TEXT PROVIDED →

Re: More sensible modules/artifacts in malhar

Posted by David Yan <da...@datatorrent.com>.
I actually don't think it makes sense any more to separate malhar-library
and malhar-contrib after the breakup, especially since we are planning for
a major release for these changes.

People are often confused, myself included, which operators should be in
malhar-library and which ones should be in contrib.  Requiring a separate
setup for unit test should not be a criteria because the user of the
library couldn't care less whether the unit test requires extra setup.  The
factor of requiring extra dependencies isn't valid either because there're
already dependencies of malhar-library now that apex does not have.

We can retain them for backward compatibility purpose but going forward new
app packages should only use the baby artifacts, without denoting whether
it's contrib or not.

WRITTEN EXERCISE → Which contractions appear in the forum post about malhar modules? List each one once.

(Coordinate labeling data)
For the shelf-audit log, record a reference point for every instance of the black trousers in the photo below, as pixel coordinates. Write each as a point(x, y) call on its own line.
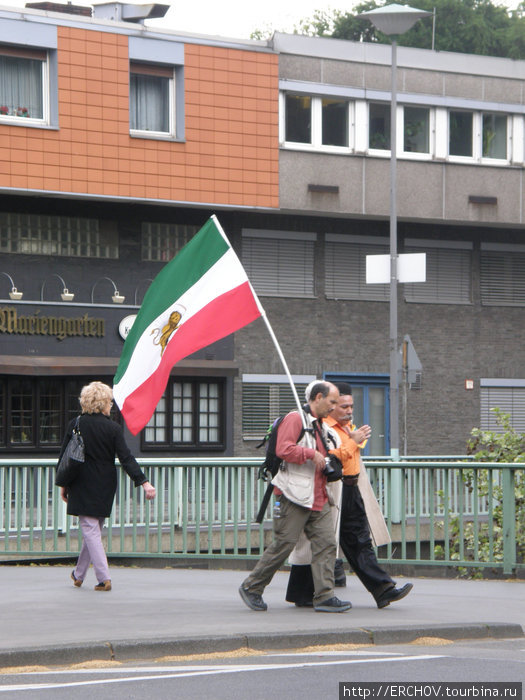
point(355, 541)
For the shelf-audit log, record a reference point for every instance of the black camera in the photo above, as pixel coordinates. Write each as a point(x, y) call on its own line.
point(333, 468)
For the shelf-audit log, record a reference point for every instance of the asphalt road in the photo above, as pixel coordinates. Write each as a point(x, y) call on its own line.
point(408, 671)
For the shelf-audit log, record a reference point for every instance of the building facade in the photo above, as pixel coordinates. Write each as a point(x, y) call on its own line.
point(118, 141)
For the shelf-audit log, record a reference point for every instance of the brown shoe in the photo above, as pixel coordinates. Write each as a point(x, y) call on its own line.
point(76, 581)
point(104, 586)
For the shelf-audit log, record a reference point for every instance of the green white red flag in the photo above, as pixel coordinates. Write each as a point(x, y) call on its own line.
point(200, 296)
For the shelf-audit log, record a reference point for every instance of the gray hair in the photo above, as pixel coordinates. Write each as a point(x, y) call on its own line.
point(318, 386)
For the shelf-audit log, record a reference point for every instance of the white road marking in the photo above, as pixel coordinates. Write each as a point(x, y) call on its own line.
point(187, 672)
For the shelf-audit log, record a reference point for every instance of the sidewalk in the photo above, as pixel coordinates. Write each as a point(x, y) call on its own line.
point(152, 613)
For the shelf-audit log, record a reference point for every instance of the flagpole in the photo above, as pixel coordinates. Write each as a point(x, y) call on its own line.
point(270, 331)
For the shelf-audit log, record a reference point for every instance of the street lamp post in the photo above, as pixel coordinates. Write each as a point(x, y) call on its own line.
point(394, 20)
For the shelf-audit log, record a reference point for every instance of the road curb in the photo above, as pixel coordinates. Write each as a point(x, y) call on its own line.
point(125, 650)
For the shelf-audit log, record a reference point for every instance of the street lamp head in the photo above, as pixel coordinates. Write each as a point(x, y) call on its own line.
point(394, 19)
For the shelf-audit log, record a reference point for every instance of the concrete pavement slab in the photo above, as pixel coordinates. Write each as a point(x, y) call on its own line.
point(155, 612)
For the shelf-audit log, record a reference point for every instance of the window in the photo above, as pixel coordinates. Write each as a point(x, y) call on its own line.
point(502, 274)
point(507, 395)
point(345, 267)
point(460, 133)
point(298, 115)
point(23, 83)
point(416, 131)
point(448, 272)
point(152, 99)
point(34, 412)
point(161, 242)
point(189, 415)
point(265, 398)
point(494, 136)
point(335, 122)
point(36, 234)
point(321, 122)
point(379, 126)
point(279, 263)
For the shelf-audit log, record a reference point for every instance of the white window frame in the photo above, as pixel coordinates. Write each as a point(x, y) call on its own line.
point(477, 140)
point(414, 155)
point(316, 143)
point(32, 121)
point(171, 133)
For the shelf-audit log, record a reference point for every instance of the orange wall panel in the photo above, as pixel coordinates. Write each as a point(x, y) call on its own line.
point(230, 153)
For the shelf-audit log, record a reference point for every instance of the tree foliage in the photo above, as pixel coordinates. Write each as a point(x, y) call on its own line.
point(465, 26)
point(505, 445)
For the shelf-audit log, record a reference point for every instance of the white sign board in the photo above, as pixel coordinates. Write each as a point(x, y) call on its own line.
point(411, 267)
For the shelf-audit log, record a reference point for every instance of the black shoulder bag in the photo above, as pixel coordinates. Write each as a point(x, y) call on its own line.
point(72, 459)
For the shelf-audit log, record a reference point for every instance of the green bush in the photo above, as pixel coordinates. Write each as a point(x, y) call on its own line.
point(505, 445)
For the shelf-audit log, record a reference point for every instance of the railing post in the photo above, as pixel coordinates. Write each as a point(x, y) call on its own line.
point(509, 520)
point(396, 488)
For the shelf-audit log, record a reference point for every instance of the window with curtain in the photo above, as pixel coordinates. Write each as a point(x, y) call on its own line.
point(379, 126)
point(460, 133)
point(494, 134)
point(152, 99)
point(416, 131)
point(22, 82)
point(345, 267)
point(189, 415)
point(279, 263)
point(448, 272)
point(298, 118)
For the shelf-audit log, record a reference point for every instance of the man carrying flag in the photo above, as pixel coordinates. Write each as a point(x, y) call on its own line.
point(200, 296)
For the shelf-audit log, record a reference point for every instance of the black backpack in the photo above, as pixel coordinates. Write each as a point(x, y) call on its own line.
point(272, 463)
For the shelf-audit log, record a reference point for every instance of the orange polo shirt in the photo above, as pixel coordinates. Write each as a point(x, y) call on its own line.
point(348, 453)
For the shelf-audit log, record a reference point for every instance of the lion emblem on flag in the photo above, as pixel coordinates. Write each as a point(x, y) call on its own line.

RESULT OF THE TASK → don't, couldn't, isn't, there're, it's